● **Short task**: Transcribe all the entries word for word, but omit the images.

Part of a data file
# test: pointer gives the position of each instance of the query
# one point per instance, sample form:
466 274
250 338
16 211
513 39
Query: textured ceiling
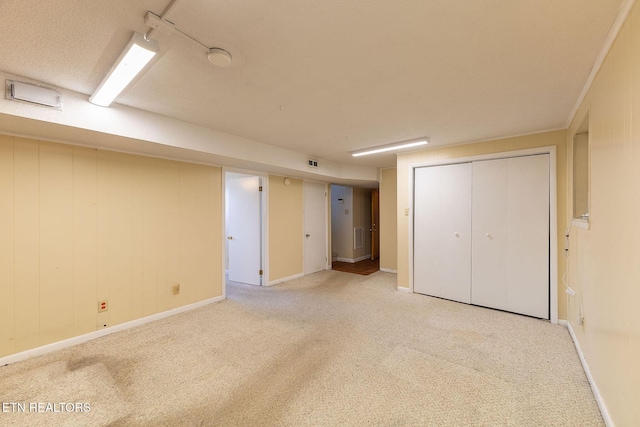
327 77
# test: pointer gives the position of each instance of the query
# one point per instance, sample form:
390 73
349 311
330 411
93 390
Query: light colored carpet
327 349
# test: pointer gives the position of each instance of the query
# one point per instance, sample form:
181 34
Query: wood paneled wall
80 225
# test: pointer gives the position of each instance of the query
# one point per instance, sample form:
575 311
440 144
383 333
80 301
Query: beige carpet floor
328 349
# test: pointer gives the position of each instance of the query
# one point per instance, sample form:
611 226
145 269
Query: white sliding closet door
510 254
442 231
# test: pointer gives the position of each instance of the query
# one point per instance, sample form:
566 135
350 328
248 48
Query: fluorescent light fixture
135 56
391 147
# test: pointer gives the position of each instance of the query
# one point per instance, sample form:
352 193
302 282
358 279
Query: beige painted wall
79 225
604 265
362 218
556 138
388 219
286 228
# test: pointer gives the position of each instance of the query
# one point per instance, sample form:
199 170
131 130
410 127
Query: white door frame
326 225
553 212
265 223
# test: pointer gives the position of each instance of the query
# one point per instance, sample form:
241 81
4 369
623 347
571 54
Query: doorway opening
354 229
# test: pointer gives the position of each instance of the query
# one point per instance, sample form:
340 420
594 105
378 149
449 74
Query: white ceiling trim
621 18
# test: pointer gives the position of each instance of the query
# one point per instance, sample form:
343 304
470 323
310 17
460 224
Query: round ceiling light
219 57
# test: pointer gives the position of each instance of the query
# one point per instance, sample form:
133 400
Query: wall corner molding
70 342
596 392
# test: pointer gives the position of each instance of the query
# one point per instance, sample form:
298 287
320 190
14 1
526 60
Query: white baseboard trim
70 342
596 393
352 260
284 279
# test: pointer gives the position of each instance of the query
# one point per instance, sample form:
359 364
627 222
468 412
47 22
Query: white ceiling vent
27 92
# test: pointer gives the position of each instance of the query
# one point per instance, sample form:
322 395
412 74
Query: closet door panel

● **Exercise solution**:
# test: pointer gives the position of each instance of the query
# one point per instance, sample form:
466 274
250 338
16 211
513 39
Query: textured ceiling
327 77
# test: pointer gives the position of each instance of the query
# one point per instance, sample form:
390 73
349 311
330 411
93 390
Query: light colored carpet
327 349
# test: pointer gives the position of each instance of the query
# one point per instance, sample form:
181 34
Query: wood paneled wall
80 225
# test: pointer gives the position of each instance of the query
# one point per instance, sample form:
575 311
440 144
383 333
80 301
Query: beige carpet floor
328 349
# test: pointer gives the position of each instance of the query
# one point per instance, sample form:
611 226
145 269
Query: white sliding closet door
510 254
442 231
# test: pointer gives the position of each instance of the query
# one point per instance, sample form:
566 135
350 328
248 48
Query: fluorescent light fixture
135 56
391 147
# test: pointer gives the position of each instance of the query
# one point per instance, sample form:
352 193
302 282
358 279
Query: beige painted wall
79 225
604 265
362 218
556 138
388 219
286 228
# test: pointer gives the position of each instance of the query
# one point per instance, sample form:
199 170
131 130
410 127
Query: white door frame
326 225
553 212
265 223
# test: pointer gives the position of each instance of the query
# one point per instance, sample form:
241 81
4 369
623 347
571 54
Query: doorway opening
354 229
# test: pointer gives the position of each instance of the query
# one point per instance, sample form:
340 420
594 105
378 149
449 74
Query: white ceiling trim
621 18
# test: pointer gives the position of each instance of the query
# one point per instance, sample form:
343 304
470 323
310 17
460 224
Query: round ceiling light
219 57
# test: pointer gives the position of each instance of the query
# one point per instance, sample form:
133 400
Query: wall corner molding
70 342
596 392
# test: pointer gives the position of each instance of the query
# one point per instance, sample form:
298 287
320 190
14 1
526 60
Query: white baseboard trim
70 342
596 393
352 260
284 279
# test: pointer gives the position of each instance of the query
# one point per instance, sample form:
359 364
627 222
468 412
47 22
Query: white ceiling vent
27 92
# test: pointer gives the position of each instance of the query
# one point per instance, sample form:
322 395
412 74
Query: closet door panel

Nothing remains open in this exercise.